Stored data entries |
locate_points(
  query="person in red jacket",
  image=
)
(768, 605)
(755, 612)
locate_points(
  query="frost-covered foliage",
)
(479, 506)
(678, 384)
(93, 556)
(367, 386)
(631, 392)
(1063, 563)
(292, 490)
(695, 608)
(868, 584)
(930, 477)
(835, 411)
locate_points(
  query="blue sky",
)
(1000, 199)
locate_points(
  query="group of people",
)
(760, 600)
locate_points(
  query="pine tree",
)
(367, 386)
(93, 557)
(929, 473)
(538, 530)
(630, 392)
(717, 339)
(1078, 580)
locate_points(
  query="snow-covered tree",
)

TASK DESCRIPTION |
Nothing in the records may be left out; reproduce them exactly.

ANSWER SPACE |
locate_points(
  query="person in red jacket",
  image=
)
(768, 605)
(755, 612)
locate_points(
  query="frost-covered foliage",
)
(479, 506)
(678, 384)
(93, 556)
(367, 386)
(631, 392)
(1063, 563)
(292, 490)
(695, 608)
(868, 584)
(930, 477)
(835, 411)
locate_points(
  query="blue sky",
)
(1000, 199)
locate_points(
  query="group of people",
)
(760, 600)
locate_points(
  query="pine tree",
)
(367, 386)
(93, 557)
(929, 473)
(538, 530)
(630, 392)
(717, 339)
(1078, 580)
locate_points(
  query="snow-covered tree",
)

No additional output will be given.